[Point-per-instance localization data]
────────
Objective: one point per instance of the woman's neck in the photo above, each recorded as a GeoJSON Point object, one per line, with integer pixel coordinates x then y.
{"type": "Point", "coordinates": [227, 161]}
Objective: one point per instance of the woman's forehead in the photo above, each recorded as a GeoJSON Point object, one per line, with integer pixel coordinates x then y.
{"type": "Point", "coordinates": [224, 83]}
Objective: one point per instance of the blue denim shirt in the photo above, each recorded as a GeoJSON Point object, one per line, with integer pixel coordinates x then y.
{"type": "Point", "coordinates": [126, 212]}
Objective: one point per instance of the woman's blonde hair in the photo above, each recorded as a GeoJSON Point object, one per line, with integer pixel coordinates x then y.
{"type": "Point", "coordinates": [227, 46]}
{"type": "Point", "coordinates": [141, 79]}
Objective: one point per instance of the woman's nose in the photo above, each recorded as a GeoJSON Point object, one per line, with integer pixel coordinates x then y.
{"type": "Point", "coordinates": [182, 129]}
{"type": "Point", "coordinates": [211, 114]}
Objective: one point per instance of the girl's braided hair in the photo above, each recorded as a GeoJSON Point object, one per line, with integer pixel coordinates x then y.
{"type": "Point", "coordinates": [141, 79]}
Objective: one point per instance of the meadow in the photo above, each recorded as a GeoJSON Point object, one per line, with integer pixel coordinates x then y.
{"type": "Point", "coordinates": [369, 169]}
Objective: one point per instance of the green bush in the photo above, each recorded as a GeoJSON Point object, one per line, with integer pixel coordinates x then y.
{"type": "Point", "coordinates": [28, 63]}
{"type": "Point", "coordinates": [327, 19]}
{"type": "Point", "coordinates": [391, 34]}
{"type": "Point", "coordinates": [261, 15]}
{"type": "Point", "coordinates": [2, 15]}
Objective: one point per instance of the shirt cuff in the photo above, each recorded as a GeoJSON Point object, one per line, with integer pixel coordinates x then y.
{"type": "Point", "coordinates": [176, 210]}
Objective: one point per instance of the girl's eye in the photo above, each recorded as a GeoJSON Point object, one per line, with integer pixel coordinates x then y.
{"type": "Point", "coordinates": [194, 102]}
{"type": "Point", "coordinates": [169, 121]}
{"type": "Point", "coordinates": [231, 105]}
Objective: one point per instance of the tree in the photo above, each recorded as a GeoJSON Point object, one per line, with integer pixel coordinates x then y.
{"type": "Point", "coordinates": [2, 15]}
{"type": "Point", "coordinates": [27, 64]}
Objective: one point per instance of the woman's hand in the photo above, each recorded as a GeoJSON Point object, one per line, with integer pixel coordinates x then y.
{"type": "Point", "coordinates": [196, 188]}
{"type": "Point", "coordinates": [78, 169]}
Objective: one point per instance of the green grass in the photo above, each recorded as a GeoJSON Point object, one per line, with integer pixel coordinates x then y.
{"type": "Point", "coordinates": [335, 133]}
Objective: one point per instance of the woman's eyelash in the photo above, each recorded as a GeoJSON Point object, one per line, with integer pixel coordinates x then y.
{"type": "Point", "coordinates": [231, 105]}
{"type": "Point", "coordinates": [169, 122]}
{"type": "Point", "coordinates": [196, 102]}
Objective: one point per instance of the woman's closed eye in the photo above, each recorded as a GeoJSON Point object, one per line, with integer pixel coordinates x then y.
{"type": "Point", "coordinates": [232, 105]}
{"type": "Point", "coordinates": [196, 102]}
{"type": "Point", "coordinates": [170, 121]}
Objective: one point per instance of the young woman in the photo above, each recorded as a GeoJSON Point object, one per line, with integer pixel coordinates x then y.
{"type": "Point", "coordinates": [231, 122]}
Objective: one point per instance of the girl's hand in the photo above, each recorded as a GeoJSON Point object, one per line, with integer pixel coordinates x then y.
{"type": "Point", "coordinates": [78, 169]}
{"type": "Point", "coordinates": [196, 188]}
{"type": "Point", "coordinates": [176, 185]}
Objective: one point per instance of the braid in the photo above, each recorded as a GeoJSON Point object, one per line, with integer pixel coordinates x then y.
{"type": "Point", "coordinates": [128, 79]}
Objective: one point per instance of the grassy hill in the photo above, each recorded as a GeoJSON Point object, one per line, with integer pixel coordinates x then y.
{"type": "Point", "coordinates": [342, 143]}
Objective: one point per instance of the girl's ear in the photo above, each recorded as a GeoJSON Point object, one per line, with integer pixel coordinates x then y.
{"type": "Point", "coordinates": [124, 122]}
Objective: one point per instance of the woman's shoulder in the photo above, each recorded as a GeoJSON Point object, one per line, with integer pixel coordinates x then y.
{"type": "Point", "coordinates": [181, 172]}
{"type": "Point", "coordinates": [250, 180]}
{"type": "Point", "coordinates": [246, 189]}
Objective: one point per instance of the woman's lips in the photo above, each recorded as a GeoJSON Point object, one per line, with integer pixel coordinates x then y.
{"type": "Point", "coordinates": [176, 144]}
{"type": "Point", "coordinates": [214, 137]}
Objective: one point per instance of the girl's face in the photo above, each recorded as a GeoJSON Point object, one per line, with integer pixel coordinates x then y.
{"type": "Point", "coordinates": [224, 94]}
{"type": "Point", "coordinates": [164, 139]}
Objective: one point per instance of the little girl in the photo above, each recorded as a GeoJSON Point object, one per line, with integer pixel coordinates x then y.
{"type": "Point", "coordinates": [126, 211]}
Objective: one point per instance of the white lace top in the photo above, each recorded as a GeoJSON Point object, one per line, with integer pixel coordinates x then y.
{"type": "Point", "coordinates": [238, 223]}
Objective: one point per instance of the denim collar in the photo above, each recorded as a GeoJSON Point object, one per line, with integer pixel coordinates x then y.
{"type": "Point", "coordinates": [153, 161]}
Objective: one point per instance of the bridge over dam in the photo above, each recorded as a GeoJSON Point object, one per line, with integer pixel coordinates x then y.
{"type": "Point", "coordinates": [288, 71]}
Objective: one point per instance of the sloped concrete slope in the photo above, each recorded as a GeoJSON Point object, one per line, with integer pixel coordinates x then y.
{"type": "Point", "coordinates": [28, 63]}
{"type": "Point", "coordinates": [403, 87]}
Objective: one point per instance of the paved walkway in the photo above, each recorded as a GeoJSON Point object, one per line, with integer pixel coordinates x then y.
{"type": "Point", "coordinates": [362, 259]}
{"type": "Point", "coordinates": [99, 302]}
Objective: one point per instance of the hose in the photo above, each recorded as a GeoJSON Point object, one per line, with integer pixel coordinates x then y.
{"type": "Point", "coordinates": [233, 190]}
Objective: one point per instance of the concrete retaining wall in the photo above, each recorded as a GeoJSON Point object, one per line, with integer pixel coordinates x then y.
────────
● **WHAT YOU ARE ASKED TO DO**
All the records, from start to finish, are to be repeated exactly.

● **YOUR SOLUTION**
Objective: one point per instance of the woman's neck in the photo above, each recorded as a GeoJSON Point object, one per line, with integer pixel coordinates x then y.
{"type": "Point", "coordinates": [227, 161]}
Objective: one point per instance of the woman's forehead in the photo above, each recorded as a GeoJSON Point object, one per line, with integer pixel coordinates x then y.
{"type": "Point", "coordinates": [224, 83]}
Objective: one point per instance of the blue denim shirt in the photo above, each recorded as a GeoJSON Point object, one per line, with integer pixel coordinates x then y.
{"type": "Point", "coordinates": [126, 212]}
Objective: one point per instance of the woman's blonde hair in the photo above, each recorded as a GeoJSON Point object, one per line, with integer pixel coordinates x then y.
{"type": "Point", "coordinates": [227, 46]}
{"type": "Point", "coordinates": [141, 79]}
Objective: one point per instance of the woman's nose in the photo above, each recorded as a GeoJSON Point object, one per line, with integer pixel coordinates x then y.
{"type": "Point", "coordinates": [182, 129]}
{"type": "Point", "coordinates": [211, 114]}
Objective: one point per instance of the girl's braided hair in the photo above, each recorded as a GeoJSON Point object, one per line, with integer pixel coordinates x then y.
{"type": "Point", "coordinates": [141, 79]}
Objective: one point per instance of the meadow in the photo above, each recorded as a GeoJSON Point object, one per line, with integer pixel coordinates x then y.
{"type": "Point", "coordinates": [369, 169]}
Objective: one point per instance of the green bush in the photo above, each recorded as a GeoJSON Point object, one per line, with integer pixel coordinates x then y.
{"type": "Point", "coordinates": [28, 63]}
{"type": "Point", "coordinates": [327, 19]}
{"type": "Point", "coordinates": [391, 34]}
{"type": "Point", "coordinates": [261, 15]}
{"type": "Point", "coordinates": [2, 15]}
Objective: one point per instance of the shirt cuff in the photo above, each recorded as a GeoJSON Point object, one per line, with integer pixel coordinates x then y.
{"type": "Point", "coordinates": [176, 210]}
Objective: one point per instance of the girl's eye in the photo above, each recorded as a GeoJSON Point object, one per line, with integer pixel coordinates x then y.
{"type": "Point", "coordinates": [194, 102]}
{"type": "Point", "coordinates": [169, 121]}
{"type": "Point", "coordinates": [231, 105]}
Objective: one point per instance of the tree in the photo above, each recorded as a GeoJSON Point object, one per line, with integer pixel coordinates x then y.
{"type": "Point", "coordinates": [2, 15]}
{"type": "Point", "coordinates": [27, 64]}
Objective: one point per instance of the woman's hand in the photo above, each recorded as a GeoJSON Point object, one per line, with integer pixel coordinates x then y.
{"type": "Point", "coordinates": [196, 188]}
{"type": "Point", "coordinates": [78, 169]}
Objective: one point per instance of the green grass in the photo above, each recorded as a GeoJSON Point object, one per line, with integer pixel coordinates x then y.
{"type": "Point", "coordinates": [335, 133]}
Objective: one point per instance of the woman's eyelash in the photo above, each recorded as a GeoJSON Point object, one per line, with integer pixel coordinates x then y.
{"type": "Point", "coordinates": [231, 105]}
{"type": "Point", "coordinates": [169, 122]}
{"type": "Point", "coordinates": [196, 102]}
Objective: one point per instance of the woman's closed eye in the photo above, each recorded as a GeoJSON Point object, one per line, with integer pixel coordinates x then y.
{"type": "Point", "coordinates": [232, 105]}
{"type": "Point", "coordinates": [196, 102]}
{"type": "Point", "coordinates": [170, 121]}
Objective: one point per instance of the young woman in the photo above, each recorded as a GeoJSON Point object, one per line, with integer pixel coordinates x then y.
{"type": "Point", "coordinates": [231, 122]}
Objective: one point per instance of the girl's hand in the photo above, each recorded as a GeoJSON Point object, one per line, with integer pixel coordinates x then y.
{"type": "Point", "coordinates": [78, 169]}
{"type": "Point", "coordinates": [196, 188]}
{"type": "Point", "coordinates": [176, 185]}
Objective: one point per instance of the braid in the photo above, each recorded as a GeoJSON Point object, one per line, with integer pixel coordinates x then y.
{"type": "Point", "coordinates": [128, 79]}
Objective: one point per instance of the grassy hill in the photo above, each recorded as a GeoJSON Point object, one per line, with integer pixel coordinates x then y.
{"type": "Point", "coordinates": [342, 143]}
Objective: one point per instance of the girl's ear in the photo above, each recorded as a GeoJSON Point object, one per line, with integer pixel coordinates x then y.
{"type": "Point", "coordinates": [124, 122]}
Objective: one point per instance of the woman's shoulder in the photo above, each recorded as a GeoJSON Point object, one per line, with integer pixel coordinates x then y.
{"type": "Point", "coordinates": [181, 172]}
{"type": "Point", "coordinates": [250, 180]}
{"type": "Point", "coordinates": [246, 189]}
Objective: one point per instance of the woman's lips in the photo above, each recorded as a GeoJSON Point object, one per line, with integer pixel coordinates x then y.
{"type": "Point", "coordinates": [176, 144]}
{"type": "Point", "coordinates": [214, 137]}
Objective: one point per instance of the girl's face in the photo above, each recorded as a GeoJSON Point object, one per line, with integer pixel coordinates x then y.
{"type": "Point", "coordinates": [224, 94]}
{"type": "Point", "coordinates": [164, 139]}
Objective: one point per instance of the little girl in the photo above, each recorded as a GeoJSON Point object, one per line, with integer pixel coordinates x then y.
{"type": "Point", "coordinates": [126, 211]}
Objective: one point per instance of the white lace top in the photo above, each recorded as a GeoJSON Point object, one per line, with integer pixel coordinates x then y.
{"type": "Point", "coordinates": [238, 223]}
Objective: one point per instance of the denim collar in the photo above, each recorded as a GeoJSON Point object, one per line, with integer pixel coordinates x then y.
{"type": "Point", "coordinates": [153, 161]}
Objective: one point per instance of the bridge over dam in the photo above, each recorded as a GeoJSON Point object, one per line, with integer pixel coordinates x then y.
{"type": "Point", "coordinates": [288, 71]}
Objective: one point per instance of the sloped concrete slope in the photo above, each recorded as a GeoJSON Point object, one per line, with integer pixel coordinates x then y.
{"type": "Point", "coordinates": [28, 63]}
{"type": "Point", "coordinates": [403, 87]}
Objective: one point per instance of the paved walkway in the photo above, each recorded as a GeoJSON Point object, one per line, with integer pixel coordinates x then y.
{"type": "Point", "coordinates": [362, 259]}
{"type": "Point", "coordinates": [99, 302]}
Objective: one point per instance of the hose in the photo above, each recorded as a GeoJSON Point object, one per line, with integer pixel coordinates x then y.
{"type": "Point", "coordinates": [233, 190]}
Objective: one point per instance of the concrete retaining wall in the photo above, each recorded as a GeoJSON Point object, one per line, with integer pixel coordinates x then y.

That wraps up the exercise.